> How to complete this task
Each line of the records that holds "below" should be shown in full.

=-=-=

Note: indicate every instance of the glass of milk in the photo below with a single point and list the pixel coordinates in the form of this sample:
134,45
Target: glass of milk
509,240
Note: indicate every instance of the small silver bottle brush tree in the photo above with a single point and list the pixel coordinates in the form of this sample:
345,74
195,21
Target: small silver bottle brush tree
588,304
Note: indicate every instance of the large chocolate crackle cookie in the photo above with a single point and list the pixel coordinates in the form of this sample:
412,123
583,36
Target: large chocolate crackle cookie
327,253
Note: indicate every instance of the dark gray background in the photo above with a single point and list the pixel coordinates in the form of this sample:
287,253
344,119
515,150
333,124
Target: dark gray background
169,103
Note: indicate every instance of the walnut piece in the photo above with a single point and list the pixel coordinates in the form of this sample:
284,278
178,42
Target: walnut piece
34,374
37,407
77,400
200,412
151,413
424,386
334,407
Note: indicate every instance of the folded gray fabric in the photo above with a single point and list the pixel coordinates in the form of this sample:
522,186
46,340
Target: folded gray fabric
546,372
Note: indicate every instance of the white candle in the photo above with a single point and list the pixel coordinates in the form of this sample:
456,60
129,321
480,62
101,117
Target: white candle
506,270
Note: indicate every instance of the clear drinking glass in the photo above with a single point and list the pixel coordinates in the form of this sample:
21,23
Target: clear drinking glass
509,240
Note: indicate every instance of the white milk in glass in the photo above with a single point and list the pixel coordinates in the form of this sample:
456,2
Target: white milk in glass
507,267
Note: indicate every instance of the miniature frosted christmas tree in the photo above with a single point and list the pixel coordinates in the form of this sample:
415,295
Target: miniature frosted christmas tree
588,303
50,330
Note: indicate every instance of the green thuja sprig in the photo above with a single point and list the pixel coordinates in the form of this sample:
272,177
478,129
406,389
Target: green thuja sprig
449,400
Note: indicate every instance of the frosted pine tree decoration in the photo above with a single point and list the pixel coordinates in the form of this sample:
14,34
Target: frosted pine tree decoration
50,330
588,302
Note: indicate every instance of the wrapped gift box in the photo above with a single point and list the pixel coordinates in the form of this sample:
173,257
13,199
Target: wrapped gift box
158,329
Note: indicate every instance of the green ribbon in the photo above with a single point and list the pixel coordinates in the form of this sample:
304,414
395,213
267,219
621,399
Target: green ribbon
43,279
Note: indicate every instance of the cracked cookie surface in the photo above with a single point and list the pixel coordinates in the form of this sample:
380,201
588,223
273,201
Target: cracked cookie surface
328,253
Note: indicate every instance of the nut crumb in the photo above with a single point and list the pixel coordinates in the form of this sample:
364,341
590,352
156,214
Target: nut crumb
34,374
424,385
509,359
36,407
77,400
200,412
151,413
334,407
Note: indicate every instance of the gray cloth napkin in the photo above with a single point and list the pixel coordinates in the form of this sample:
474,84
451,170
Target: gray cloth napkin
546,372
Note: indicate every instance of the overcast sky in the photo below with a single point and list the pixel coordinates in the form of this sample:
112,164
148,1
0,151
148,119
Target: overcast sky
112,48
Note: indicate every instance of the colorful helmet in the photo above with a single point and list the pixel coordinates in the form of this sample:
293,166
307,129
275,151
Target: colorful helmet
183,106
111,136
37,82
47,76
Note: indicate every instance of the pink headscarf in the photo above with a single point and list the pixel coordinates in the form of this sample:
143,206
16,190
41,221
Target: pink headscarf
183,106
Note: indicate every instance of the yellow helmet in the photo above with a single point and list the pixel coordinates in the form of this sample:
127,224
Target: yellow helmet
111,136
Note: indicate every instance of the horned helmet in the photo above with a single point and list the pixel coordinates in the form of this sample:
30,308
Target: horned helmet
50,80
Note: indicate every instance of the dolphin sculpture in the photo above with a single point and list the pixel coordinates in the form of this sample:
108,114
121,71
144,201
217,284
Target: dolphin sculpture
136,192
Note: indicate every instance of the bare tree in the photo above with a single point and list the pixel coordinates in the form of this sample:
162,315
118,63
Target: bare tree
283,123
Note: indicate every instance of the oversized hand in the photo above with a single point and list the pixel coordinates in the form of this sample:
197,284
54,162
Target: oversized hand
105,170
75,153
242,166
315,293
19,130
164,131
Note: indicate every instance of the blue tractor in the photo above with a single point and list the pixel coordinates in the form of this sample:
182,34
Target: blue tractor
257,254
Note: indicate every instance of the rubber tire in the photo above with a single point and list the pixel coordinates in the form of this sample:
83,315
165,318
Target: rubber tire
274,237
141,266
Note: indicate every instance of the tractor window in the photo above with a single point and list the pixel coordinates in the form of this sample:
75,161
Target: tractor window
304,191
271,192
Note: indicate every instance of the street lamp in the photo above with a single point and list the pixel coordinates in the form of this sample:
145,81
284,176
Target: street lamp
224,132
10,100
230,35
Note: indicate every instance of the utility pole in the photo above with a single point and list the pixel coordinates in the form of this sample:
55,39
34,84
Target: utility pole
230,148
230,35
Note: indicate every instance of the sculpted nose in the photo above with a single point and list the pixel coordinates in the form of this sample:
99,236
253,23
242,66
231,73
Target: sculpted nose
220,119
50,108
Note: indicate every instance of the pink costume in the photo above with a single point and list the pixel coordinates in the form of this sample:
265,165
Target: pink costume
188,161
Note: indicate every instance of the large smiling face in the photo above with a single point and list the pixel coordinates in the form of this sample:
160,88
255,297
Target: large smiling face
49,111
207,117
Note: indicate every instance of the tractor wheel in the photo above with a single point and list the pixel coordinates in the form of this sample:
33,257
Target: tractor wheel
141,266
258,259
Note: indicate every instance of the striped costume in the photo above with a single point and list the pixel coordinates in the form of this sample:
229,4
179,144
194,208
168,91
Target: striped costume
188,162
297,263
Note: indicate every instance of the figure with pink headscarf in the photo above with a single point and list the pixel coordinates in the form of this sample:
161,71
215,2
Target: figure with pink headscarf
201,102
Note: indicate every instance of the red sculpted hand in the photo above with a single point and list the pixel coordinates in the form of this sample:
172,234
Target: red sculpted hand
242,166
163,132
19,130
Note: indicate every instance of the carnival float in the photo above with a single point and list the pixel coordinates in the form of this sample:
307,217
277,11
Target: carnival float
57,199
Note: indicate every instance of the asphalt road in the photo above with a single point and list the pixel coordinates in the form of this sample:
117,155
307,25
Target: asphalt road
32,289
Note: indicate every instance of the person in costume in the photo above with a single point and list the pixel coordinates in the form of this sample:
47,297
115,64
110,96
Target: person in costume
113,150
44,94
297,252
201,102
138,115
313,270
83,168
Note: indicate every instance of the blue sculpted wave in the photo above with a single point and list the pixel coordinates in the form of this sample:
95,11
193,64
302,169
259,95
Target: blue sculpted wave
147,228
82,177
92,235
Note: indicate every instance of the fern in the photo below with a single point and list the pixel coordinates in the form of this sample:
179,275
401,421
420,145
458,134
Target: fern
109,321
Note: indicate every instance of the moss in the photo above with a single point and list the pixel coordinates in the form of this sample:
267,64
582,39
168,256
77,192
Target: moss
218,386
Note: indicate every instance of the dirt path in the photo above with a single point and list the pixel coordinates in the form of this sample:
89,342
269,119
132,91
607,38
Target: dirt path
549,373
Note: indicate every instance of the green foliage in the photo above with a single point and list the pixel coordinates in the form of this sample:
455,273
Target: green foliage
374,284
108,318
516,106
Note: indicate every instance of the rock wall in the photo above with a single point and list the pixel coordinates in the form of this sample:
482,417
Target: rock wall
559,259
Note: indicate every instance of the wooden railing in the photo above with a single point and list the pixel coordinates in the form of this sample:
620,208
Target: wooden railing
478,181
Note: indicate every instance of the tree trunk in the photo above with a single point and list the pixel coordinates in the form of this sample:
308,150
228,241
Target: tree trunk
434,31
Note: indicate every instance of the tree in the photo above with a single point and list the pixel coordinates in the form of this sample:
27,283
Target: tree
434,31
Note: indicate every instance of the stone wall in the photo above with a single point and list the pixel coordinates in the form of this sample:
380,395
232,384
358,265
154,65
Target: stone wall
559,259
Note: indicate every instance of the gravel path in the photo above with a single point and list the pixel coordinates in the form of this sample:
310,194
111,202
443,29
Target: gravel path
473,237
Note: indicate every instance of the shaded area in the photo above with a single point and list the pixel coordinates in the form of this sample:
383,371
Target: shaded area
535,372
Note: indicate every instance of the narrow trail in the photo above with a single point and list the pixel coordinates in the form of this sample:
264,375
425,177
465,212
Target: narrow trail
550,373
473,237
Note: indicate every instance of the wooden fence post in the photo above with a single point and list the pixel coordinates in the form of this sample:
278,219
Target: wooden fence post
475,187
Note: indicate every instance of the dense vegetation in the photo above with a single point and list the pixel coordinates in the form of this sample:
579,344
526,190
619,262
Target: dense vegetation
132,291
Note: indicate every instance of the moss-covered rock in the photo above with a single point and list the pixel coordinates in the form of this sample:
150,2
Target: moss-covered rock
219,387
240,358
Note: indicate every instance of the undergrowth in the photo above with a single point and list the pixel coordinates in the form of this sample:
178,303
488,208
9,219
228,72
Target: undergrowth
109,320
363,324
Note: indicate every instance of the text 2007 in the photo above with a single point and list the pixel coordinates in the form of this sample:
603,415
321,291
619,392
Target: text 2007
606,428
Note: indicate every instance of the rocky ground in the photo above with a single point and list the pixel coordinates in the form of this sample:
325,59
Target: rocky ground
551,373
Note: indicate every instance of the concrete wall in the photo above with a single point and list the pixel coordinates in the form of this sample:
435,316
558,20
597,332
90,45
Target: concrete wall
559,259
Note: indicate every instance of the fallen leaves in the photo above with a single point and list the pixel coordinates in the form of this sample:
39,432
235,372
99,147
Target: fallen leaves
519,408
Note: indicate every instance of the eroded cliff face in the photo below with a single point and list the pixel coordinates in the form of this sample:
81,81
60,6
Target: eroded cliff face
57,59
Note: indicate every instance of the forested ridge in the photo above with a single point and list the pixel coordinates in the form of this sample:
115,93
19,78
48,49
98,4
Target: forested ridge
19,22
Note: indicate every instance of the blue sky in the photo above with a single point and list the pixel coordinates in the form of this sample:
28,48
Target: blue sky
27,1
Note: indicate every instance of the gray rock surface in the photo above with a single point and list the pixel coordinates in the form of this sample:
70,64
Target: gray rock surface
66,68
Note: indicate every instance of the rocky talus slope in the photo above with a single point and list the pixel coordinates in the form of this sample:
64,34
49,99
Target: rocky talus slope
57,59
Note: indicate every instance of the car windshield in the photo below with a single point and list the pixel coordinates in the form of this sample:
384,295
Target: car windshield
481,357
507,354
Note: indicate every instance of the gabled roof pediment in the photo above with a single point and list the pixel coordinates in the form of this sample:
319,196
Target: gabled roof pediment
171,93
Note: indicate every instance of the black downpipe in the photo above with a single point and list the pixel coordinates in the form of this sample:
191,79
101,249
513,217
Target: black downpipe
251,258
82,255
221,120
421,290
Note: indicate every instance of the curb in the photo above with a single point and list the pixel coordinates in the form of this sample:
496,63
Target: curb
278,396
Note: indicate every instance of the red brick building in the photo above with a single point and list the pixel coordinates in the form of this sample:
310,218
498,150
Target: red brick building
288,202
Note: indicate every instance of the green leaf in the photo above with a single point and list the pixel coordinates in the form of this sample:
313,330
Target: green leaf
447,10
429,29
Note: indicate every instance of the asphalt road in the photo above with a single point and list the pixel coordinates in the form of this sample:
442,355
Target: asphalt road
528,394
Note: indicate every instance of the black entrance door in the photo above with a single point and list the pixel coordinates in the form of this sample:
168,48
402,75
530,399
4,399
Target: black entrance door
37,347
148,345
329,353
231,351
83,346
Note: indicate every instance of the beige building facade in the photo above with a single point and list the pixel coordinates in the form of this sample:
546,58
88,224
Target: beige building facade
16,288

=-=-=

> Your response
Note: indicate every instance of the glass of milk in the photo below with a single point and list the pixel coordinates in the form of this sample:
Note: indicate every instance of the overcast sky in the photo below with a single point and list the pixel coordinates in the form of this sample:
Note: indicate every instance of the fern in the photo below with a single point and list the pixel coordinates in the form of this sample:
Note: indicate every instance of the eroded cliff face in the photo below with a single point and list the pixel coordinates in the form of this sample:
Note: indicate every instance of the car windshield in the photo below with a single point and list the pixel coordinates in the form of this sample:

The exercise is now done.